## [AIM OF THE TASK]
Swap "beaded bracelet" for "woven bracelet" in the items, starting with the line containing "of the black" and going on through the line containing "Target: smartphone", and give back only those lines with nothing else changed.

## [DATA PROVIDED]
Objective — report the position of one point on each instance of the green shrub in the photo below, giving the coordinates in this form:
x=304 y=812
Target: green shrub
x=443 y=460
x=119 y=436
---
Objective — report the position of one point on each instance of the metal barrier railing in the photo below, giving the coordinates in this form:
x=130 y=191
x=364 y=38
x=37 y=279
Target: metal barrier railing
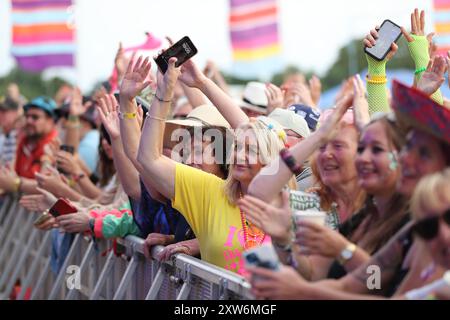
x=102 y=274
==
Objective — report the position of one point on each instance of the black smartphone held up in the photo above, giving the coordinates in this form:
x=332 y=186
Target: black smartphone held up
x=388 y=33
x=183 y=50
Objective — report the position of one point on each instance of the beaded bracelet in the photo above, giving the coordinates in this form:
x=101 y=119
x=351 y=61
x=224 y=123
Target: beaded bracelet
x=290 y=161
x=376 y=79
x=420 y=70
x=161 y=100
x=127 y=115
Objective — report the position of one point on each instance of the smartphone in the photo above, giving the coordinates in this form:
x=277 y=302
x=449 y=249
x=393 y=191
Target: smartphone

## [EXERCISE RESPONSE]
Objective — report the position of one point on each instance of the black smartphone held up in the photo above, giving the coordinates in this form:
x=332 y=186
Target: black smartphone held up
x=388 y=33
x=183 y=50
Objective — report the position of one point on each instance of the woven bracelet in the photo above, giving the coordinates in this form:
x=101 y=119
x=351 y=61
x=224 y=123
Target: woven bracelet
x=290 y=161
x=376 y=79
x=420 y=70
x=161 y=100
x=127 y=115
Objective — report the position of one point on each instance of the smartphone in the photo above, giving the coordinates in this form:
x=277 y=302
x=449 y=249
x=393 y=191
Target: smartphone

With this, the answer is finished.